--- Start of GIVEN DATA ---
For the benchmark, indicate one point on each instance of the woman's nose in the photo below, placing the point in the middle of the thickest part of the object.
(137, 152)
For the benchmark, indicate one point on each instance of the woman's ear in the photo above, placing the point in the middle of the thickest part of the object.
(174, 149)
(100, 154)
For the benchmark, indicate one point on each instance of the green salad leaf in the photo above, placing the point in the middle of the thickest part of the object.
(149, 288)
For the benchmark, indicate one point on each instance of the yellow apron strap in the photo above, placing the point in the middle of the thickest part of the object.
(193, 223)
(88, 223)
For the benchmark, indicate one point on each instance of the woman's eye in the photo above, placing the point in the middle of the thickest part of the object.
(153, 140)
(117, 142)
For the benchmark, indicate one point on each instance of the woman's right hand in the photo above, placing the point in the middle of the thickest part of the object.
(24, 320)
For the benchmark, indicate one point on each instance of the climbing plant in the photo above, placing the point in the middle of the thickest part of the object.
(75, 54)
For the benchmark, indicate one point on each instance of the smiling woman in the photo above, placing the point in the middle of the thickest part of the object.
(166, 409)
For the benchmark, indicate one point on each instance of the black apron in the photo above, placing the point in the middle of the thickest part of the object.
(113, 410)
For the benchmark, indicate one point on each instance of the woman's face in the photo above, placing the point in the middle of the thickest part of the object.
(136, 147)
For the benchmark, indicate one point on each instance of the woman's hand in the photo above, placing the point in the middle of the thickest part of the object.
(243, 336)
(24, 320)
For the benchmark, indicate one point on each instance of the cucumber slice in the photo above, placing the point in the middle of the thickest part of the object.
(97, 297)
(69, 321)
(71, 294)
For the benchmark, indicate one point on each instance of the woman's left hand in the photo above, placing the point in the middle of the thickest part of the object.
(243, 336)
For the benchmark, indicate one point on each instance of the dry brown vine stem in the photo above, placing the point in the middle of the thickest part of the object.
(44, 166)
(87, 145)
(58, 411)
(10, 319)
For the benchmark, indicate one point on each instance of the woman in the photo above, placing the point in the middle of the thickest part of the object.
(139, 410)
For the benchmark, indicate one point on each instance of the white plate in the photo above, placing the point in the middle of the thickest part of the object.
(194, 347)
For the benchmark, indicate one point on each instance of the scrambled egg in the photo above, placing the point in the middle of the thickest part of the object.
--- End of GIVEN DATA ---
» **TASK DESCRIPTION**
Lay out the data as a Markdown table with columns headed "n" and "Line," starting at the line that contains "the dry brown" and ending at the last line of the data. Include only these lines, and omit any blank lines.

» **RESPONSE FOR THIS EXERCISE**
| n | Line |
|---|---|
| 1 | For the benchmark, indicate one point on each instance of the dry brown vine stem in the photo above, placing the point in the middle of the thickest part of the object. |
| 2 | (44, 166) |
| 3 | (87, 145) |
| 4 | (58, 411) |
| 5 | (10, 319) |
| 6 | For the benchmark, indicate one point on each instance of the woman in the photo above, placing the point in the middle of the thickest part of the object. |
| 7 | (139, 410) |
| 8 | For the benchmark, indicate one point on each instance of the white plate in the photo above, placing the point in the middle of the thickest part of the object. |
| 9 | (194, 347) |
| 10 | For the benchmark, indicate one point on each instance of the scrambled egg in the photo above, placing the point in the middle of the thickest part of the object. |